Records from a collection
════════════════
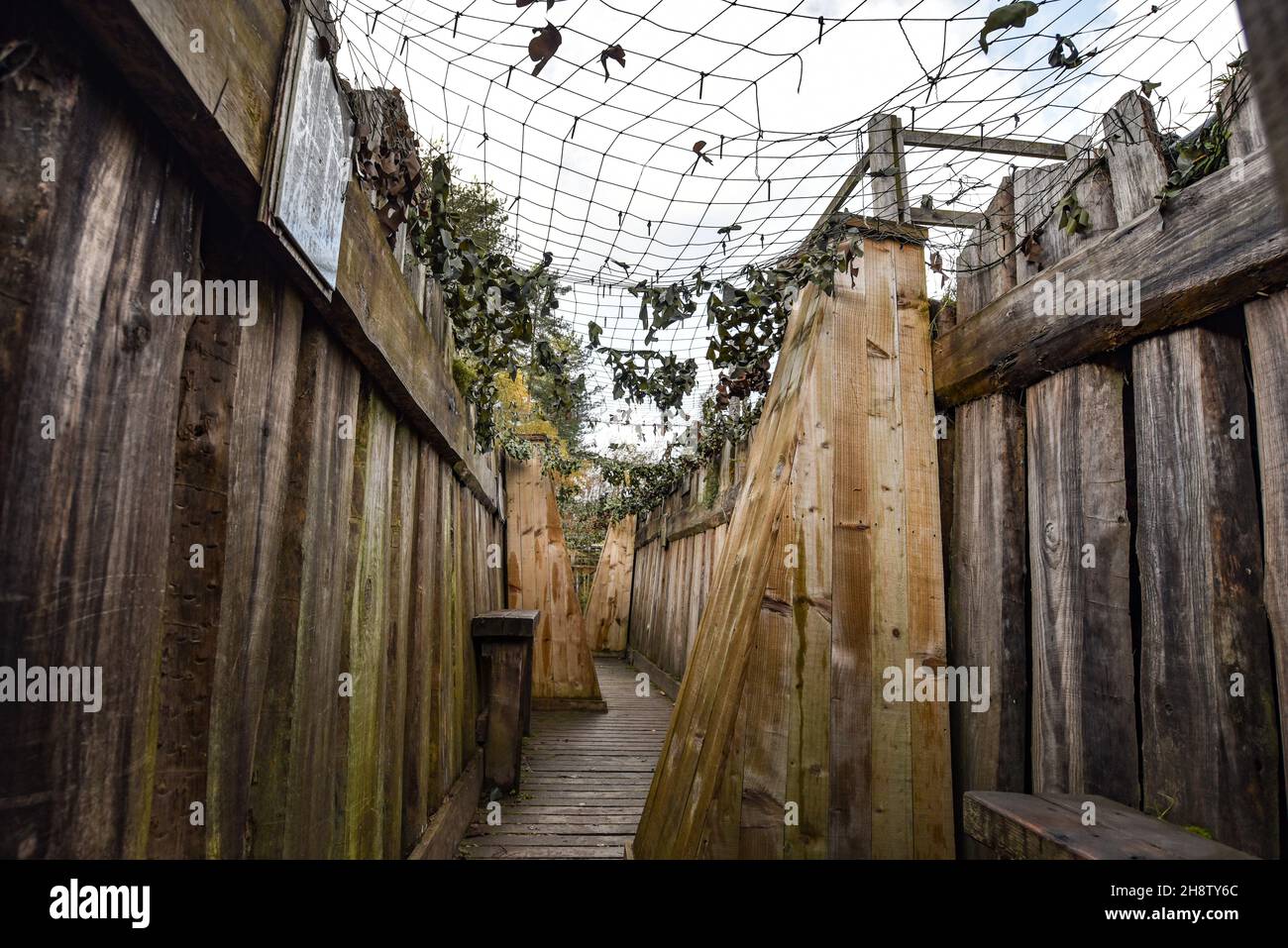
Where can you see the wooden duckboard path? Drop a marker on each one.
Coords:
(585, 779)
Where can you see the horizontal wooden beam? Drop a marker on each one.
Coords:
(945, 217)
(219, 107)
(918, 138)
(1219, 244)
(446, 830)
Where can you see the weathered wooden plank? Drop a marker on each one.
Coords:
(806, 539)
(1267, 329)
(988, 145)
(1206, 683)
(540, 578)
(853, 557)
(452, 817)
(219, 101)
(697, 740)
(888, 174)
(261, 437)
(988, 592)
(191, 616)
(84, 553)
(931, 758)
(1017, 826)
(1080, 561)
(1222, 243)
(609, 604)
(317, 716)
(1266, 26)
(1133, 153)
(397, 639)
(219, 104)
(421, 788)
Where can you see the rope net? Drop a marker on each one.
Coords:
(668, 136)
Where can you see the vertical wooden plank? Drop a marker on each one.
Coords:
(610, 595)
(318, 719)
(1133, 153)
(191, 614)
(931, 767)
(368, 627)
(82, 550)
(888, 172)
(765, 723)
(892, 727)
(1211, 758)
(540, 578)
(1080, 556)
(421, 779)
(807, 527)
(1267, 329)
(402, 552)
(706, 711)
(988, 594)
(257, 561)
(853, 515)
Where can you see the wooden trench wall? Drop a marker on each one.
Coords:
(1113, 524)
(226, 519)
(1117, 494)
(825, 572)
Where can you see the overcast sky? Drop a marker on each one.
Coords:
(603, 170)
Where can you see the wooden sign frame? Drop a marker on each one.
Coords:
(294, 202)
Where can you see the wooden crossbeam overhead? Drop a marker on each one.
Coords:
(945, 217)
(990, 145)
(1008, 347)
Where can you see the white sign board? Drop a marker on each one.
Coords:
(313, 168)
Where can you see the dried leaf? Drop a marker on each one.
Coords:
(614, 52)
(542, 47)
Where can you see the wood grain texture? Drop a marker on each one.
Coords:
(540, 578)
(1210, 758)
(261, 436)
(1222, 243)
(85, 548)
(1050, 826)
(1267, 327)
(609, 607)
(988, 594)
(1133, 153)
(1080, 559)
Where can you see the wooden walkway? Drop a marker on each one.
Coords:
(585, 779)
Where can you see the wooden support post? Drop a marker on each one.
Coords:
(1265, 24)
(503, 643)
(1080, 562)
(887, 168)
(1211, 753)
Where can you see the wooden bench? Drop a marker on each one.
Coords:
(1048, 826)
(502, 643)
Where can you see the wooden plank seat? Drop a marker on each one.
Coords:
(1048, 826)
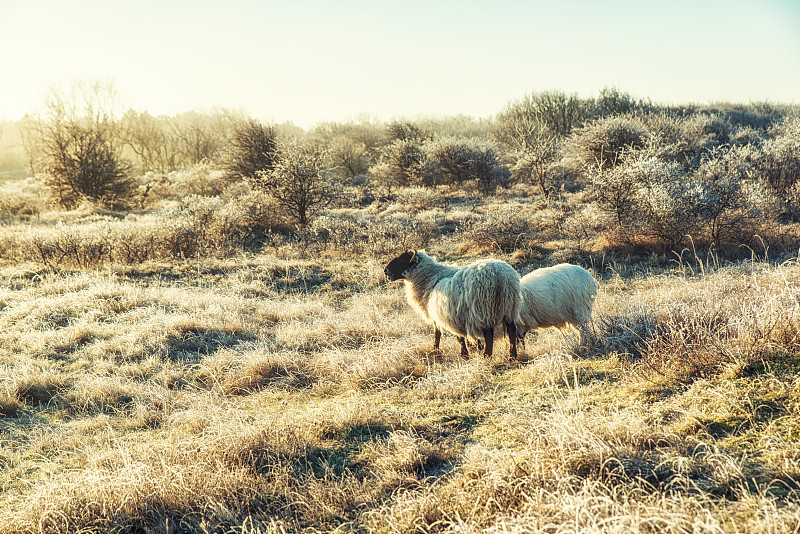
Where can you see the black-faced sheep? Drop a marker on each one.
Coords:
(556, 296)
(478, 301)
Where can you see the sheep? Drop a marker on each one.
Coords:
(556, 296)
(477, 302)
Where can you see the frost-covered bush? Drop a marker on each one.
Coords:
(658, 205)
(605, 142)
(780, 166)
(465, 161)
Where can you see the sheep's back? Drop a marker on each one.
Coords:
(481, 295)
(555, 296)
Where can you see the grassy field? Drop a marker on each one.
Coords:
(268, 394)
(197, 354)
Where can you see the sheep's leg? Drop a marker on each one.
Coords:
(488, 337)
(511, 330)
(464, 351)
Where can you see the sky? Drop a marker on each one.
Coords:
(308, 61)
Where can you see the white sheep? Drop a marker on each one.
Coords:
(556, 296)
(478, 301)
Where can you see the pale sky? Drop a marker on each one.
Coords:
(309, 61)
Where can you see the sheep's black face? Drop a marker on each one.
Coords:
(398, 268)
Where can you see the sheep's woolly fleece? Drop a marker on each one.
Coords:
(556, 296)
(464, 301)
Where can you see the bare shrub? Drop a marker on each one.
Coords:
(461, 162)
(299, 183)
(502, 230)
(604, 142)
(400, 165)
(780, 166)
(252, 153)
(351, 236)
(77, 144)
(534, 162)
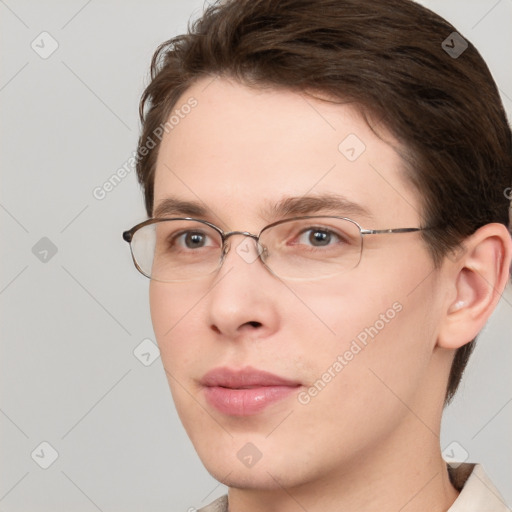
════════════════
The request: Lay out all of the lines above as a Markdown table with the columns Row and Line, skipping blank lines and leaving the pictures out.

Answer to the exercise:
| Row | Line |
|---|---|
| 1 | Where can you see the wooden duckboard path? Drop a marker on each one. |
| 2 | Coords: |
| 3 | (585, 779) |
| 4 | Where can you see the horizontal wooden beam? Drop a marker on each one. |
| 5 | Coords: |
| 6 | (945, 217) |
| 7 | (219, 107) |
| 8 | (918, 138) |
| 9 | (1219, 244) |
| 10 | (446, 830) |
| 11 | Where can you see the weathered wooden plank? Drop a marker on each one. |
| 12 | Coords: |
| 13 | (806, 539) |
| 14 | (1267, 329) |
| 15 | (988, 145) |
| 16 | (1206, 683) |
| 17 | (540, 578) |
| 18 | (853, 557) |
| 19 | (452, 817) |
| 20 | (219, 101) |
| 21 | (697, 740) |
| 22 | (888, 174) |
| 23 | (261, 437) |
| 24 | (988, 592) |
| 25 | (191, 616) |
| 26 | (84, 553) |
| 27 | (931, 758) |
| 28 | (1017, 826) |
| 29 | (1080, 561) |
| 30 | (1222, 243) |
| 31 | (609, 604) |
| 32 | (317, 716) |
| 33 | (1266, 26) |
| 34 | (1133, 153) |
| 35 | (397, 639) |
| 36 | (219, 104) |
| 37 | (421, 788) |
| 38 | Where can you see the rope net? Drop a marker on each one. |
| 39 | Coords: |
| 40 | (668, 136) |
| 41 | Where can you see the vertical wooden plank? Drop a marker on each one. |
| 42 | Coords: |
| 43 | (610, 595) |
| 44 | (318, 719) |
| 45 | (1133, 153) |
| 46 | (191, 614) |
| 47 | (931, 767) |
| 48 | (368, 627) |
| 49 | (82, 550) |
| 50 | (888, 172) |
| 51 | (765, 723) |
| 52 | (892, 727) |
| 53 | (1211, 758) |
| 54 | (540, 578) |
| 55 | (1080, 556) |
| 56 | (421, 779) |
| 57 | (807, 527) |
| 58 | (1267, 329) |
| 59 | (402, 552) |
| 60 | (706, 711) |
| 61 | (988, 594) |
| 62 | (257, 561) |
| 63 | (853, 515) |
| 64 | Where can you see the wooden trench wall? Drop a marker on each one. |
| 65 | Coords: |
| 66 | (1113, 524) |
| 67 | (226, 519) |
| 68 | (1117, 494) |
| 69 | (825, 572) |
| 70 | Where can you see the overcast sky? Drop a marker on each one. |
| 71 | Coords: |
| 72 | (603, 170) |
| 73 | Where can you see the wooden sign frame? Drop a marker on each one. |
| 74 | Coords: |
| 75 | (294, 202) |
| 76 | Where can you see the wooden crossbeam overhead? Drop a marker on each one. |
| 77 | Coords: |
| 78 | (945, 217) |
| 79 | (990, 145) |
| 80 | (1008, 347) |
| 81 | Where can you see the white sign board? Drop a marker on each one. |
| 82 | Coords: |
| 83 | (313, 168) |
| 84 | Where can you see the dried leaf? Drop a marker on each one. |
| 85 | Coords: |
| 86 | (614, 52) |
| 87 | (542, 47) |
| 88 | Where can you see the wood grain texture? Drop a marker on each one. |
| 89 | Coords: |
| 90 | (540, 578) |
| 91 | (1210, 758) |
| 92 | (261, 436) |
| 93 | (1222, 243) |
| 94 | (85, 548) |
| 95 | (1050, 826) |
| 96 | (1267, 327) |
| 97 | (609, 607) |
| 98 | (988, 594) |
| 99 | (1133, 153) |
| 100 | (1080, 559) |
| 101 | Where can you see the wooden walkway? Drop a marker on each one. |
| 102 | Coords: |
| 103 | (585, 779) |
| 104 | Where can you see the wooden support post? Drop a marker on each one. |
| 105 | Coords: |
| 106 | (1265, 24) |
| 107 | (503, 643) |
| 108 | (1080, 562) |
| 109 | (887, 168) |
| 110 | (1211, 753) |
| 111 | Where can you see the wooden bench? Drop a marker on each one. |
| 112 | Coords: |
| 113 | (1048, 826) |
| 114 | (502, 643) |
| 115 | Where can you see the wooden plank seat? Drop a marker on each one. |
| 116 | Coords: |
| 117 | (1048, 826) |
| 118 | Where can you see the black-faced sheep? Drop a marker on each one. |
| 119 | Coords: |
| 120 | (556, 296) |
| 121 | (478, 301) |
| 122 | Where can you see the sheep? Drop a marker on each one. |
| 123 | Coords: |
| 124 | (556, 296) |
| 125 | (477, 302) |
| 126 | Where can you see the frost-covered bush? Drop a marker on each one. |
| 127 | Coords: |
| 128 | (658, 205) |
| 129 | (605, 142) |
| 130 | (780, 166) |
| 131 | (465, 161) |
| 132 | Where can you see the sheep's back? Drop a marker on each one. |
| 133 | Coords: |
| 134 | (481, 295) |
| 135 | (555, 296) |
| 136 | Where can you see the grassy field? Drop a marker on each one. |
| 137 | Coords: |
| 138 | (268, 394) |
| 139 | (197, 354) |
| 140 | Where can you see the sheep's leg? Drop a marker on each one. |
| 141 | Coords: |
| 142 | (488, 337) |
| 143 | (511, 330) |
| 144 | (464, 351) |
| 145 | Where can you see the sky? Drop a marker on each one. |
| 146 | Coords: |
| 147 | (308, 61) |
| 148 | Where can you see the white sheep? Drop a marker on each one. |
| 149 | Coords: |
| 150 | (556, 296) |
| 151 | (478, 301) |
| 152 | Where can you see the pale sky? Drop a marker on each one. |
| 153 | Coords: |
| 154 | (309, 61) |
| 155 | Where can you see the sheep's black face? Drop a marker on each one. |
| 156 | Coords: |
| 157 | (398, 268) |
| 158 | Where can you see the sheep's woolly fleece? Drop a marker on each one. |
| 159 | Coords: |
| 160 | (556, 296) |
| 161 | (464, 301) |
| 162 | Where can you see the bare shrub? Drop a marker on each one. |
| 163 | Coords: |
| 164 | (461, 162) |
| 165 | (299, 183) |
| 166 | (502, 230) |
| 167 | (604, 142) |
| 168 | (400, 165) |
| 169 | (780, 166) |
| 170 | (252, 153) |
| 171 | (351, 236) |
| 172 | (77, 144) |
| 173 | (534, 162) |